Copy out the entries below word for word, from the first line through the line containing "Kindly give the", both included.

══════════════════════════════

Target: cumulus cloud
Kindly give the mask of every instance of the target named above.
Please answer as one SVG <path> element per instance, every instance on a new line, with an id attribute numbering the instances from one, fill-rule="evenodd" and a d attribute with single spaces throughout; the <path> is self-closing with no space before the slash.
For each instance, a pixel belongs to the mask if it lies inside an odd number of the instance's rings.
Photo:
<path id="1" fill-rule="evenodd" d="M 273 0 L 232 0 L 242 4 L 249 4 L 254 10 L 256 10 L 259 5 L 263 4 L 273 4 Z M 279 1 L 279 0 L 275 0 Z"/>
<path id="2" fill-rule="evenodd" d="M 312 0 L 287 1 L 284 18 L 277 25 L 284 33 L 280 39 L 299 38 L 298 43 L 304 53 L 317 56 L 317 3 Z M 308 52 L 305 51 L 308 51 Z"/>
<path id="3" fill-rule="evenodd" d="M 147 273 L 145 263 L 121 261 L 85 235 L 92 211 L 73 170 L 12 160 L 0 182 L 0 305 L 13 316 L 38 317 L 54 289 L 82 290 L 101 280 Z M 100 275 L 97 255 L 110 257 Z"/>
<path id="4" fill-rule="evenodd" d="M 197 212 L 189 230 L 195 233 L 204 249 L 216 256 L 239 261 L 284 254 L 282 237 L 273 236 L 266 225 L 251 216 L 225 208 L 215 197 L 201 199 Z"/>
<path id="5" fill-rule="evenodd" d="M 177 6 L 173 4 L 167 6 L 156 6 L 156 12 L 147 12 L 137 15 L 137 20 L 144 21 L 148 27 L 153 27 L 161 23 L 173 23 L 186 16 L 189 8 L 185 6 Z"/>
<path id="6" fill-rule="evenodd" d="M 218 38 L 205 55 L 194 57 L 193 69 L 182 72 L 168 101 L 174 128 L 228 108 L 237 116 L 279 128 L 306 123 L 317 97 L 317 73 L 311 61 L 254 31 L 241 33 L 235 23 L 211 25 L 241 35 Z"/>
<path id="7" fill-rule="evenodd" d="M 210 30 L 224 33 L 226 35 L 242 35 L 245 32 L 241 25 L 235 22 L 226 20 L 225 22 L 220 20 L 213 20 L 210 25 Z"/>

══════════════════════════════

→ **RIGHT ANSWER**:
Target: cumulus cloud
Kindly give the mask of every instance of the target named above.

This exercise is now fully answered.